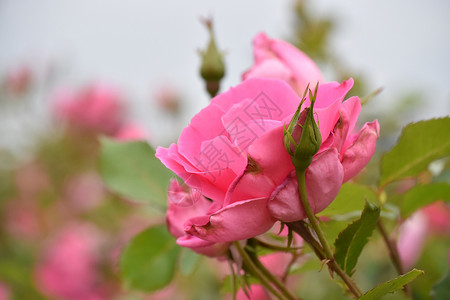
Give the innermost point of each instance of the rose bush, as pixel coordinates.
(233, 152)
(278, 59)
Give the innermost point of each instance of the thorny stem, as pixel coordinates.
(393, 253)
(255, 271)
(301, 229)
(326, 248)
(276, 247)
(271, 277)
(233, 279)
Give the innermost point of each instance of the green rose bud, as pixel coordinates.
(212, 69)
(302, 138)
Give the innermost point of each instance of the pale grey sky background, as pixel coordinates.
(140, 45)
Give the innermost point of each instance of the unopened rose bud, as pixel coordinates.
(212, 69)
(302, 138)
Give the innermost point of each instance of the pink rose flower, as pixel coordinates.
(97, 108)
(278, 59)
(233, 152)
(185, 203)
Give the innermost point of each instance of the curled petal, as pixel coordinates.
(203, 247)
(359, 153)
(184, 204)
(238, 221)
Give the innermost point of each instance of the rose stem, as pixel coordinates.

#####

Required task –
Please write the whole listing above out again word for word, leaving out the pictures.

Result for this task –
Give the innermost point of each instance of the rose bush, as pixel coordinates.
(233, 152)
(278, 59)
Give the innermost point of each instance of the thorny stem, as pixel coordinates.
(393, 253)
(255, 271)
(301, 229)
(326, 248)
(276, 247)
(271, 277)
(233, 279)
Give the innermost point of each instance of the green rose bud, as pixel coordinates.
(212, 69)
(302, 138)
Give the innermost point of each instance of the pale grey sky background, as pixel coordinates.
(140, 45)
Give the innermost point of each instance of the unopened rose bud, as pixel coordinates.
(212, 69)
(302, 138)
Give the innermost point of each instance of the pink rose flower, as pixel coordinates.
(97, 108)
(278, 59)
(233, 152)
(185, 203)
Give the innermost point of each instance of the curled petal, as pixel coordinates.
(203, 247)
(359, 153)
(184, 204)
(238, 221)
Give the innermost point of each instance of the rose stem, as pixel coordinates.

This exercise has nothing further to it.